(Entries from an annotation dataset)
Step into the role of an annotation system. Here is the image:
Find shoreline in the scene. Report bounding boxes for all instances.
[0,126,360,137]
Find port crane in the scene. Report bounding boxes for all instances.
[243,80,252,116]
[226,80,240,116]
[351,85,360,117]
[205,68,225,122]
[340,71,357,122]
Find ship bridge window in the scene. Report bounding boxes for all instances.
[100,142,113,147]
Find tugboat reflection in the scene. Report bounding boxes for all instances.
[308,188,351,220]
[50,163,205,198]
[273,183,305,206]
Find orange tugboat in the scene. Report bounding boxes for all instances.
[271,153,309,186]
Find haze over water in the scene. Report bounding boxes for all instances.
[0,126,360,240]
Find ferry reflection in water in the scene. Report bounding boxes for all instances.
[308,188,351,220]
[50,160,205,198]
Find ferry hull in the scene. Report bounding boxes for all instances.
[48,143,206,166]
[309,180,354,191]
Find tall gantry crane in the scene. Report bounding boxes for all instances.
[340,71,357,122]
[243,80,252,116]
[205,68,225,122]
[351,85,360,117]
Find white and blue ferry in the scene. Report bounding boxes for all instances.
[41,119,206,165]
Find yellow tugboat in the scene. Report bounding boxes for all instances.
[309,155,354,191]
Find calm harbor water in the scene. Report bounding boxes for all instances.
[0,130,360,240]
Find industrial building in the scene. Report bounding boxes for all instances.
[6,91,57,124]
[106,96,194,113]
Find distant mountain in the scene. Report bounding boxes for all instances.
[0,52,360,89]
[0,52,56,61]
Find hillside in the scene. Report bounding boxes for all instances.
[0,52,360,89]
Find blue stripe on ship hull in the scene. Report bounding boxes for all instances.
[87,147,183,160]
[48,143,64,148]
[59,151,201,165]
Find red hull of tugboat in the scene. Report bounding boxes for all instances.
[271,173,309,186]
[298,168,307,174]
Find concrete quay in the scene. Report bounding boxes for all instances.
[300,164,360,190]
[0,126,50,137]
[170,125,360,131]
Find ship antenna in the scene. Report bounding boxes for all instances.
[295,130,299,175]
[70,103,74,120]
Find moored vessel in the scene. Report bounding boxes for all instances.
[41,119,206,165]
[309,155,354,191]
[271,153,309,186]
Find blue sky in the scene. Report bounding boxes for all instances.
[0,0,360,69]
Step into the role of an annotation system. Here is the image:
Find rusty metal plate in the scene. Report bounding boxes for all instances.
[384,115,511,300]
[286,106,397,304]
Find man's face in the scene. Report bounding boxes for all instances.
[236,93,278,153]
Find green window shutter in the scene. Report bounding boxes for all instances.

:: Task directions ::
Copy out the entire listing above word for word, preserving every line in its original order.

:: Completed task ::
Step into the role of an annotation system. Here is the image:
Find shoreline in the scene. Report bounding boxes for all instances.
[0,126,360,137]
Find port crane in the scene. Report bounding boxes for all instances.
[243,80,252,116]
[226,80,240,116]
[351,85,360,117]
[205,68,225,122]
[340,71,357,122]
Find ship bridge window in the scene. Report bounding boxes for all instances.
[100,142,113,147]
Find tugboat reflection in the scene. Report bounding boxes for all instances.
[308,188,351,220]
[50,163,205,198]
[273,183,305,206]
Find orange tugboat in the scene. Report bounding boxes for all instances.
[271,153,309,186]
Find haze over water in the scene. Report bounding boxes for all instances.
[0,126,360,240]
Find ferry reflection in water in the scene. Report bounding boxes for all instances.
[308,188,351,220]
[50,160,205,198]
Find ferry hull in the scene. Report bounding boxes for all instances.
[48,143,206,166]
[309,180,354,191]
Find tall gantry crane in the scene. Report bounding boxes for all instances.
[340,71,357,122]
[243,80,252,116]
[205,68,225,122]
[351,85,360,117]
Find white and blue ferry in the scene. Report bounding boxes for all instances.
[41,119,206,165]
Find yellow tugboat in the scene. Report bounding boxes for all instances.
[309,155,354,191]
Find calm harbor water in the scene. Report bounding boxes for all instances.
[0,130,360,240]
Find industrial building in the scene. Report bounding boxes for all instances.
[6,91,57,124]
[106,96,194,113]
Find distant mountain in the scene. Report bounding boxes for all instances.
[0,52,360,89]
[0,52,56,61]
Find hillside in the scene. Report bounding boxes for all instances.
[0,52,360,89]
Find blue stripe on ship hull in the scene. Report bounding boxes for all instances.
[87,147,183,160]
[48,143,64,148]
[59,151,201,165]
Find red hull of tugboat in the scene. Report bounding boxes for all instances.
[271,173,309,186]
[298,168,307,174]
Find concrete quay in the scene. Report bounding boxes for all instances.
[300,164,360,190]
[0,126,50,137]
[170,125,360,131]
Find ship antenna in the scene. Report bounding boxes for all instances.
[295,130,299,175]
[70,103,74,120]
Find moored vessel in the scene. Report bounding boxes for all instances.
[41,119,206,165]
[309,155,354,191]
[271,153,309,186]
Find blue sky in the scene. Report bounding boxes for all instances.
[0,0,360,69]
Step into the role of an annotation system. Here is the image:
Find rusty metal plate in the scene. Report bounding boxes for all instances.
[384,115,511,300]
[286,106,397,304]
Find man's face in the scene. Report bounding boxes for all instances.
[236,93,278,153]
Find green window shutter in the scene. Report bounding boxes for all instances.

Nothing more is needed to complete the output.